**TASK TO COMPLETE**
Repeat every record exactly as given.

**INPUT FOR THIS TASK**
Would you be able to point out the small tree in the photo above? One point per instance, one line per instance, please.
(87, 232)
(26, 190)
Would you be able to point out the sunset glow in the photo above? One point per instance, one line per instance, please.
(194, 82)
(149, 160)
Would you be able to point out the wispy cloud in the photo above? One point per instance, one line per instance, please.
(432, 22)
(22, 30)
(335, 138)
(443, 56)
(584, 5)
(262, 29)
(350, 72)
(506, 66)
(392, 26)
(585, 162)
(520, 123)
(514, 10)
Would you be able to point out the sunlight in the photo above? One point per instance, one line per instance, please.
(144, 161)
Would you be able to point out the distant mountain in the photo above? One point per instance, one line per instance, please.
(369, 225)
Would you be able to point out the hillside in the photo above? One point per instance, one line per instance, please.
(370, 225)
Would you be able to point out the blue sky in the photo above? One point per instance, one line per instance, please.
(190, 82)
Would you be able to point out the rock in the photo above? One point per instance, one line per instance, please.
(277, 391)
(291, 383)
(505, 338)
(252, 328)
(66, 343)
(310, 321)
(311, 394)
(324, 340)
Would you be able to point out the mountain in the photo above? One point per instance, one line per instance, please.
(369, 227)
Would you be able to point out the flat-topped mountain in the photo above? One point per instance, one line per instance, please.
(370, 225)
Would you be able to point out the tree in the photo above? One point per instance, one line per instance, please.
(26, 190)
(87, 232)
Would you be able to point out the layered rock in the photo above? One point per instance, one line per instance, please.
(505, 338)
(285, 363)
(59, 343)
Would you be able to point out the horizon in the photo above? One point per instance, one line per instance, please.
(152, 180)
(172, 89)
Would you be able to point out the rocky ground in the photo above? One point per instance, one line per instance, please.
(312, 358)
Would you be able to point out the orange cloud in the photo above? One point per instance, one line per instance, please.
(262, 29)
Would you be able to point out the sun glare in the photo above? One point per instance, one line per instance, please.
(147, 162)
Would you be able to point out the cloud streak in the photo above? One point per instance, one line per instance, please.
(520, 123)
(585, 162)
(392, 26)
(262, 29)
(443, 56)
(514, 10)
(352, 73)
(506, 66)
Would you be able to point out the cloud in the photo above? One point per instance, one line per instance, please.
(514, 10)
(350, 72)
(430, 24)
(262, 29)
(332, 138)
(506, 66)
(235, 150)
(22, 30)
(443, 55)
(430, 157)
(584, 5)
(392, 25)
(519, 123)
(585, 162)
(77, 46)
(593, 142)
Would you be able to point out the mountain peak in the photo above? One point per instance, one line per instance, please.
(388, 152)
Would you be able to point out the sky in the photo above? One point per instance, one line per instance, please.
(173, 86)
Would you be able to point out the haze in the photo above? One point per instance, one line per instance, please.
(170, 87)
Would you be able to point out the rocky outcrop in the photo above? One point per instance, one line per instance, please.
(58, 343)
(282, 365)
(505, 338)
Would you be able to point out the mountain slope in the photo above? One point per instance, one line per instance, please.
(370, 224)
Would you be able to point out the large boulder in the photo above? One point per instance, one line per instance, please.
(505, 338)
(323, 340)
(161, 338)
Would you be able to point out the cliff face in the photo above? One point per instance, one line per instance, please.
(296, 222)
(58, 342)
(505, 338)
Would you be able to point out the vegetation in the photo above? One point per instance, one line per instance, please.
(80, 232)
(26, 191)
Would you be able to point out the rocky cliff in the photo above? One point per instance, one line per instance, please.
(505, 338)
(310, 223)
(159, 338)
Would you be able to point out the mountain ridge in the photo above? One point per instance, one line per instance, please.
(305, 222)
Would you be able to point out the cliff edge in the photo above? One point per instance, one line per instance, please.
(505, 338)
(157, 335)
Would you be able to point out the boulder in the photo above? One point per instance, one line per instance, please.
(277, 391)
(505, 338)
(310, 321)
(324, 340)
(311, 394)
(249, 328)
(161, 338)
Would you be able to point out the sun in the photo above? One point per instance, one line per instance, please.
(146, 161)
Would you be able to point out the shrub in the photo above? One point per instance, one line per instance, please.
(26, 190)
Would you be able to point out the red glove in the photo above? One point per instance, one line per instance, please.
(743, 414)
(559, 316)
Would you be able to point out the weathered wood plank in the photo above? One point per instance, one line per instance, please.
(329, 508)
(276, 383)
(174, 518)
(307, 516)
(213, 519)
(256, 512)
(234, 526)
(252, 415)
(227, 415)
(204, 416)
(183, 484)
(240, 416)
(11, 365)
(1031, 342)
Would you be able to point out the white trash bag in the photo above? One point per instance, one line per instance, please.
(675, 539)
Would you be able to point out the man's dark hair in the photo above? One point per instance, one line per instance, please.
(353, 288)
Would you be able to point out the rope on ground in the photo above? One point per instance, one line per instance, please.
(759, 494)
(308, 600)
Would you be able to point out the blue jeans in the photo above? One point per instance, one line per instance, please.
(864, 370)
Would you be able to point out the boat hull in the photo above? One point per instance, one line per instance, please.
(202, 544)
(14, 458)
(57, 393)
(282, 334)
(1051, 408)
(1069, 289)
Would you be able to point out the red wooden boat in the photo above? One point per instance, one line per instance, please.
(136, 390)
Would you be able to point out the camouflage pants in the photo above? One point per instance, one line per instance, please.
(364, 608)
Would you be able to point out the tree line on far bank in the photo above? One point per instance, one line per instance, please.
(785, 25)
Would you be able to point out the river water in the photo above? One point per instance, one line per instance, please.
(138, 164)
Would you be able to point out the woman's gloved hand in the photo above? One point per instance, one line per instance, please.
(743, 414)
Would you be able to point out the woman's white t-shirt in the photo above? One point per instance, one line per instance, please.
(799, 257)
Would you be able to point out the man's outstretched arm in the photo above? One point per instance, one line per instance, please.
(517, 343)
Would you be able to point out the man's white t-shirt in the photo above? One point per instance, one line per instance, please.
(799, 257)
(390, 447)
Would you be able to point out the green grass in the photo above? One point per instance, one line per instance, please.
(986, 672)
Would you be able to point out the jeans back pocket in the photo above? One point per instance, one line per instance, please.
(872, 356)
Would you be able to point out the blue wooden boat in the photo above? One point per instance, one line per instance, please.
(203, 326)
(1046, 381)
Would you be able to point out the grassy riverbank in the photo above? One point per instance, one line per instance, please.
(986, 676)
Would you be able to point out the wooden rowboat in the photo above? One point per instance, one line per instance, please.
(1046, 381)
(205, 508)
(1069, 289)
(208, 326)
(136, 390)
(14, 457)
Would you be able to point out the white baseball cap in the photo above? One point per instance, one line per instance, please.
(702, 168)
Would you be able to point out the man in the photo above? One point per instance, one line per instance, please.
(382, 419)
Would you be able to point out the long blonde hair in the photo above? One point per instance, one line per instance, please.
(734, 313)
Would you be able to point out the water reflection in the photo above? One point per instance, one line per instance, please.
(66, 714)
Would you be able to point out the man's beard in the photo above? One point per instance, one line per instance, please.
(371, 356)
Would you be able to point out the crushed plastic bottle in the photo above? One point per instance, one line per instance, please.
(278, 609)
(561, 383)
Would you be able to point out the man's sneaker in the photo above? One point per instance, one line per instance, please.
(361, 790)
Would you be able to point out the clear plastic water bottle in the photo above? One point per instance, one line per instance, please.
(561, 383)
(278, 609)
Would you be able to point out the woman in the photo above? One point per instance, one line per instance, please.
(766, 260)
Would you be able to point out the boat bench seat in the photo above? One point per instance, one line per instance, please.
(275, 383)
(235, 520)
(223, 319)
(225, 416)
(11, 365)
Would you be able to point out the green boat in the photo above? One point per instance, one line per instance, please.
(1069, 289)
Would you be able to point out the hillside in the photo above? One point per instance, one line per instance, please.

**OUTPUT OF THE EXERCISE**
Would you be able to point out the small tree in the photo above? One point per instance, one line per instance, please.
(87, 232)
(26, 190)
Would you be able to point out the sunset glow in the photo above? One point per instance, one line per instance, please.
(194, 82)
(149, 160)
Would you be able to point out the wispy cloud in the photo above? One point per instance, one line per instance, please.
(432, 22)
(22, 30)
(335, 138)
(443, 56)
(584, 5)
(262, 29)
(350, 72)
(506, 66)
(392, 26)
(585, 162)
(520, 123)
(514, 10)
Would you be able to point out the sunlight in the photo above? One point per instance, one line per instance, please.
(144, 161)
Would you be able to point out the distant mountain in the photo above? One point per instance, one line per instance, please.
(369, 225)
Would you be able to point out the hillside in the photo above? One point per instance, one line per instance, please.
(370, 225)
Would you be able to point out the blue sky in the photo above? One point per instance, one line per instance, please.
(190, 82)
Would you be able to point out the rock in the photo above? One point per instance, one line per instance, please.
(277, 391)
(291, 383)
(505, 338)
(252, 328)
(66, 343)
(310, 321)
(311, 394)
(324, 340)
Would you be able to point out the mountain in the photo above? One point per instance, one line per instance, please.
(369, 227)
Would you be able to point out the flat-topped mountain in the photo above? One point per instance, one line per instance, please.
(370, 225)
Would you be able to point out the tree in the photo above? One point per instance, one line per instance, please.
(26, 190)
(87, 232)
Would you be able to point out the layered rock in the photo above? One point per instance, one line per instance, please.
(505, 338)
(285, 363)
(59, 343)
Would you be able to point out the horizon in the photo above? One point per instance, one line per instance, please.
(152, 180)
(172, 89)
Would you be able to point out the rocky ground in the photo above? One point per instance, one line per instance, please.
(312, 358)
Would you be able to point out the orange cloud in the photo above? One point per instance, one line per instance, please.
(262, 29)
Would you be able to point out the sun glare in the photo above? One point per instance, one line per instance, please.
(147, 162)
Would you be able to point out the cloud streak in the photo above? One point per instance, one line per instance, please.
(520, 123)
(585, 162)
(392, 26)
(262, 29)
(443, 56)
(514, 10)
(352, 73)
(506, 66)
Would you be able to point out the cloud in the photo above? One point per instance, one line per instance, please.
(514, 10)
(350, 72)
(430, 24)
(262, 29)
(332, 138)
(506, 66)
(235, 150)
(22, 30)
(443, 55)
(430, 157)
(584, 5)
(392, 25)
(519, 123)
(585, 162)
(77, 46)
(593, 142)
Would you be able to point out the mountain peak in the photo above? One point per instance, one line per instance, please.
(388, 152)
Would you be able to point out the sky in the photo above? One point per instance, one line per instance, please.
(173, 86)
Would you be able to point out the haze in the photo above? One point per instance, one line per instance, please.
(170, 87)
Would you be able to point out the rocky outcrop in the photo above? One point per instance, one line per instance, please.
(58, 343)
(282, 365)
(505, 338)
Would you be able to point out the mountain slope in the photo above? One point per instance, one line per instance, please.
(370, 224)
Would you be able to point out the large boulder in the photo above? One point per instance, one line per instance, please.
(505, 338)
(323, 340)
(161, 338)
Would you be able to point out the cliff face in the photo above? One point per instance, one line per instance, please.
(296, 222)
(58, 342)
(505, 338)
Would you be able to point out the vegetation in the photo above? One point per instance, one line per instance, please.
(80, 232)
(26, 191)
Would you be able to point out the rocky cliff in the photo above? One point per instance, one line per instance, please.
(505, 338)
(310, 223)
(159, 338)
Would you be able to point out the mountain ridge in the photo above? One point per instance, one line per instance, please.
(305, 222)
Would you be able to point out the cliff edge in the photo above? One point per instance, one line per instance, please.
(505, 338)
(157, 335)
Would you be able to point out the boulder in the photo above? One point per instance, one line per instance, please.
(277, 391)
(505, 338)
(310, 321)
(324, 340)
(311, 394)
(249, 328)
(161, 338)
Would you be able to point out the sun in the photo above? One point per instance, one line per instance, please.
(146, 161)
Would you be able to point out the shrub in the photo above? One point per instance, one line per instance, please.
(26, 190)
Would you be able to point out the red glove in the photo above? One point per instance, one line per instance, please.
(743, 414)
(559, 316)
Would you be able to point out the weathered wood plank in the photo above? One point per instance, one line per instance, please.
(329, 508)
(276, 383)
(174, 518)
(307, 516)
(213, 519)
(256, 512)
(234, 526)
(252, 415)
(227, 415)
(204, 416)
(183, 484)
(240, 416)
(11, 365)
(1031, 342)
Would you be able to point out the white trash bag in the photo above? One point per instance, one line per instance, please.
(675, 539)
Would you be able to point out the man's dark hair in the photo above? One point per instance, one line per instance, please.
(353, 288)
Would you be able to point out the rope on ground in the photo above? One point per instance, one line per instance, please.
(759, 494)
(308, 600)
Would you be able to point out the blue jeans in the photo above? One point per instance, one line per instance, please.
(864, 370)
Would you be able to point out the boat hull in the photo above? One point per instance, one line per instance, please.
(202, 544)
(14, 458)
(57, 393)
(282, 334)
(1051, 408)
(1069, 289)
Would you be able to point out the red wooden boat in the photo above? One point per instance, one line per instance, please.
(136, 390)
Would you be able to point out the camouflage pants in the photo above? One point per instance, one line per instance, please.
(364, 608)
Would you be able to point out the tree line on far bank in the photo above? One point per instance, one line per instance, please.
(785, 25)
Would you be able to point out the river water in the photo above? One point per instance, one line per instance, please.
(138, 164)
Would you be able to point out the woman's gloved hand in the photo above? One point per instance, one line per instance, please.
(743, 414)
Would you be able to point out the woman's white t-shirt in the photo above? One point per instance, one line per instance, please.
(799, 257)
Would you be able to point out the man's outstretched arm in the photo above? One point per instance, one line per instance, please.
(517, 343)
Would you be able to point out the man's white t-shirt in the photo above? One point per instance, one line per instance, please.
(799, 257)
(390, 447)
Would you be able to point out the green grass in the photo above? One point per instance, one line per instance, please.
(986, 672)
Would you be able to point out the jeans back pocket in the photo above? One point per instance, one line per instance, please.
(872, 356)
Would you be able to point out the blue wooden boat in the photo above? One point per instance, one line per instance, please.
(203, 326)
(1046, 381)
Would you be able to point out the grassy riverbank in the photo above? One point per instance, one line per instance, please.
(986, 676)
Would you be able to point out the wooden rowboat in the photo above? One point per instance, one line per instance, please.
(1046, 381)
(205, 508)
(1069, 289)
(208, 326)
(136, 390)
(14, 457)
Would you be able to point out the white baseball cap in the photo above? One point per instance, one line per instance, please.
(702, 168)
Would you be able to point out the man in the photo above? One point per instance, one line per instance, please.
(382, 419)
Would you be able to point out the long blonde hair in the photo above? One point per instance, one line per instance, please.
(734, 313)
Would you be able to point out the water reflection in the photo above? One point per instance, one line per instance, please.
(66, 714)
Would you be able to point out the man's beard in the photo above? One point per instance, one line per instance, please.
(371, 356)
Would you be able to point out the crushed plastic bottle in the photo above? One point per instance, one line per instance, please.
(278, 609)
(561, 383)
Would you be able to point out the man's sneaker in the photo above? One point per instance, one line per instance, please.
(361, 790)
Would you be able to point out the clear plastic water bottle in the photo above? One point per instance, one line per instance, please.
(561, 383)
(278, 609)
Would you be able to point out the woman in the photo above? One point per instance, one line per instance, please.
(766, 260)
Would you be able to point out the boat bench seat in the photo above? One point per instance, one line per instance, please.
(275, 383)
(235, 520)
(223, 319)
(225, 416)
(11, 365)
Would you be able to point out the green boat in the photo above? One point per instance, one line per instance, please.
(1069, 289)
Would you be able to point out the hillside in the photo above? One point per instance, one line per instance, please.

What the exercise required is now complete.